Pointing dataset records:
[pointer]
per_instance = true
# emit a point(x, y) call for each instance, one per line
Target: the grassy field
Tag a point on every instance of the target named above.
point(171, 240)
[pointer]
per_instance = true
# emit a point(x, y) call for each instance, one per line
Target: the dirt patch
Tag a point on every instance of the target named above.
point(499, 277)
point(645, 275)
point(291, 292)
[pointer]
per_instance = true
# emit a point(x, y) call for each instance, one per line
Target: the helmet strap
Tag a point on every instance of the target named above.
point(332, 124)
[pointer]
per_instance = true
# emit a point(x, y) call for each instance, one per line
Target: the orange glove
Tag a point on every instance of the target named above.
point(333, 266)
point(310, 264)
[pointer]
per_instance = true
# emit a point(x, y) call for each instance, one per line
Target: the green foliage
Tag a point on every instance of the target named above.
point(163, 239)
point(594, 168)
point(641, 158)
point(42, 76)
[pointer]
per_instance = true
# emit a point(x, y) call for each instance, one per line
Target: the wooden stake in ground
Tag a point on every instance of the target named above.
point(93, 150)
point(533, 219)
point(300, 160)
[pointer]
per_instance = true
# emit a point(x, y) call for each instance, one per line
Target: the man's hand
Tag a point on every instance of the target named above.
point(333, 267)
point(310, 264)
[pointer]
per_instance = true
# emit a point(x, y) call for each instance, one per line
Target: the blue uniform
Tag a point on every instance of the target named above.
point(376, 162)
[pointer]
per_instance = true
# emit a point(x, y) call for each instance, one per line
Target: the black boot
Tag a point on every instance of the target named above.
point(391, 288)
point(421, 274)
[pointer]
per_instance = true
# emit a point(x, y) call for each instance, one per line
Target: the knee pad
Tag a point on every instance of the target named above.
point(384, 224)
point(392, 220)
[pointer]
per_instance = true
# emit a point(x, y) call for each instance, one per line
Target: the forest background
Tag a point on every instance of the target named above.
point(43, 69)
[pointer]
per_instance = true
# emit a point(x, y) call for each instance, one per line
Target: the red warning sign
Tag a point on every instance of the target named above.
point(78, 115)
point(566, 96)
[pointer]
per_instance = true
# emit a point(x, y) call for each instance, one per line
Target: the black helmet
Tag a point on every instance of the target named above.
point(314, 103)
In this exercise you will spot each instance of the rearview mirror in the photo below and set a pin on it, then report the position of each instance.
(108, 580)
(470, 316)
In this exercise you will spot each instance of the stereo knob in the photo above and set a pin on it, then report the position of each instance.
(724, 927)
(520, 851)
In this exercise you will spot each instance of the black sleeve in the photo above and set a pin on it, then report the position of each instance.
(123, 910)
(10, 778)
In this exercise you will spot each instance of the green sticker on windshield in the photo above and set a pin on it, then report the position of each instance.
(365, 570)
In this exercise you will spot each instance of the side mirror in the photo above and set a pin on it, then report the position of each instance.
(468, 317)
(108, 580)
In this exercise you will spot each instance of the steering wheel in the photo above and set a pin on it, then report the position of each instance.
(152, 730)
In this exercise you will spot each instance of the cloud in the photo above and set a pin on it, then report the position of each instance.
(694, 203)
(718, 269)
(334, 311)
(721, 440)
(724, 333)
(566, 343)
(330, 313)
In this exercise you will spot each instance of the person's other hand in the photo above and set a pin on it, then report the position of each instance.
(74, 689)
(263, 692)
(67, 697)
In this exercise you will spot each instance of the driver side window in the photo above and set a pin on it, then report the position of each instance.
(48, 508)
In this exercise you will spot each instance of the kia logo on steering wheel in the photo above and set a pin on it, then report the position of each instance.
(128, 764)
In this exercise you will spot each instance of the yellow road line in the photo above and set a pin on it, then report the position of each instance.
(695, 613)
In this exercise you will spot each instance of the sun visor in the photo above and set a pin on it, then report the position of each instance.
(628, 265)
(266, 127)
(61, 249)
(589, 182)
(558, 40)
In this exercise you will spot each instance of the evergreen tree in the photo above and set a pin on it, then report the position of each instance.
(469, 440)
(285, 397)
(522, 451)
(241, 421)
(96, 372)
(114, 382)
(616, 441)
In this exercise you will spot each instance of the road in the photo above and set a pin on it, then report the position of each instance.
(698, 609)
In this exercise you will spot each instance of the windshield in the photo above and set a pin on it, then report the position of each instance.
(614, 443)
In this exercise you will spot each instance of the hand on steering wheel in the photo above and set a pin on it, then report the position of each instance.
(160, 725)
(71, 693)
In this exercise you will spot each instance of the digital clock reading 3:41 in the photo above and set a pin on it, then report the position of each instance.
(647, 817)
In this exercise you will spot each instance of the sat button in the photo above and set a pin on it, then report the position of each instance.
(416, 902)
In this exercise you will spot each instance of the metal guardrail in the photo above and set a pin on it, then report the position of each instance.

* REQUIREMENT *
Edit the records so that "Tag a point" becomes "Mark a point" everywhere, leaving everything else the same.

* FULL SOLUTION *
[pointer]
per_instance = true
# emit a point(x, y) call for each instance, one per line
Target: the grassy field
Mark a point on every instance of the target named above.
point(171, 240)
[pointer]
per_instance = true
# emit a point(x, y) call for each instance, one per line
Target: the dirt patch
Mark a point on every instance of the target named above.
point(499, 277)
point(645, 275)
point(291, 292)
[pointer]
per_instance = true
# emit a point(x, y) call for each instance, one per line
Target: the helmet strap
Mark a point on every instance of the target named above.
point(332, 124)
[pointer]
per_instance = true
# emit a point(x, y) call for each instance, one per line
Target: the orange glove
Mark a point on every instance of the target named above.
point(333, 266)
point(310, 264)
[pointer]
per_instance = true
# emit a point(x, y) call for each instance, one per line
Target: the green foliage
Mark a point on every instance of the target named above.
point(163, 239)
point(594, 168)
point(641, 158)
point(42, 76)
[pointer]
per_instance = true
# emit a point(x, y) call for each instance, one per line
Target: the wooden stake in ground
Mark a point on every instance of the target named above.
point(93, 150)
point(533, 219)
point(300, 160)
[pointer]
per_instance = true
# emit a point(x, y) call for each instance, one per line
Target: the man's hand
Mark a point on every instance of the target named above.
point(333, 267)
point(310, 264)
[pointer]
per_instance = true
# emit a point(x, y) call for each instance, one per line
Target: the blue uniform
Mark a point on every instance of the target named above.
point(376, 162)
[pointer]
per_instance = true
# emit a point(x, y) call for each instance, one per line
Target: the black boot
Mark a point on every instance of the target named above.
point(391, 288)
point(421, 274)
[pointer]
per_instance = true
# emit a point(x, y) call for each instance, one per line
Target: the knee pad
Mark a point on every instance of the target named above.
point(384, 224)
point(392, 220)
[pointer]
per_instance = true
# emit a point(x, y) call for each instance, one per line
Target: the forest background
Mark a point on every instance of the target named above.
point(43, 69)
[pointer]
per_instance = true
# emit a point(x, y) call for each instance, one per line
Target: the red warning sign
Mark a point on every instance of the target named above.
point(78, 115)
point(566, 96)
[pointer]
per_instance = true
# emit a point(x, y) call for each instance, one per line
Target: the black helmet
Mark a point on every instance of the target named above.
point(314, 103)
In this exercise you will spot each instance of the rearview mirror in the photo below and set a pin on it, then report the position of each instance.
(108, 580)
(470, 316)
In this exercise you will spot each instance of the stereo knob in the photo above and set a pin on it, then report the position of each instance.
(724, 927)
(520, 851)
In this exercise you will spot each instance of the black sleeve in the photo above and set a pin on it, then report the position of each instance.
(123, 910)
(10, 778)
In this exercise you will spot each instance of the green sticker on windshield in the photo above and set a pin on it, then report the position of each instance.
(365, 570)
In this exercise you will spot each instance of the side mirror in the photo above and set a pin on it, then report the position of each instance.
(468, 317)
(108, 580)
In this exercise you will spot each instance of the steering wheel in the photo above and set a pin on it, then report the position of each instance.
(152, 730)
In this exercise you will spot each instance of the cloud in the photo above and set a pin on it, then report the position of each instance.
(694, 203)
(718, 269)
(334, 311)
(721, 440)
(724, 333)
(566, 343)
(330, 313)
In this exercise you will spot each instance of the person's other hand in the photo above and set a pin on it, then report the position of each instance.
(74, 689)
(263, 692)
(67, 697)
In this exercise you will spot each instance of the driver side window in the photo above and set a pin on it, then report the position of each instance.
(48, 508)
In this exercise you will spot each instance of the kia logo on steering wheel in the photo above and set a pin on it, then report the position of each instance.
(128, 764)
In this exercise you will spot each instance of the yellow road line in the photo above and set a pin on it, then report the position of each instance.
(695, 613)
In this exercise you will spot each instance of the sun visor in the photo above and set a pin on it, then report the position of each instance.
(628, 265)
(266, 127)
(61, 249)
(589, 182)
(558, 40)
In this exercise you will spot each instance of the evergreen tree in the photo above and set a pin on it, then report the position of each instance.
(469, 440)
(285, 397)
(522, 451)
(241, 421)
(96, 372)
(114, 382)
(616, 441)
In this exercise you will spot each instance of the road in the photo above and set a pin on it, then report the position of each instance.
(698, 609)
In this exercise you will spot each instance of the windshield in the photo above and set a pin on it, then report the position of each instance.
(614, 443)
In this exercise you will spot each instance of the hand on steering wheel in the photo above and set a pin on it, then report the position of each instance.
(160, 725)
(71, 693)
In this exercise you will spot each instance of the digital clock reading 3:41 in the photo above and set a pin on it, then report the position of each instance.
(647, 817)
In this exercise you will spot each instance of the sat button in the photo above and set a pin on it, then report the position of each instance.
(416, 902)
In this exercise you will spot each instance of the metal guardrail in the photo above and set a pin on it, then report the position of each instance.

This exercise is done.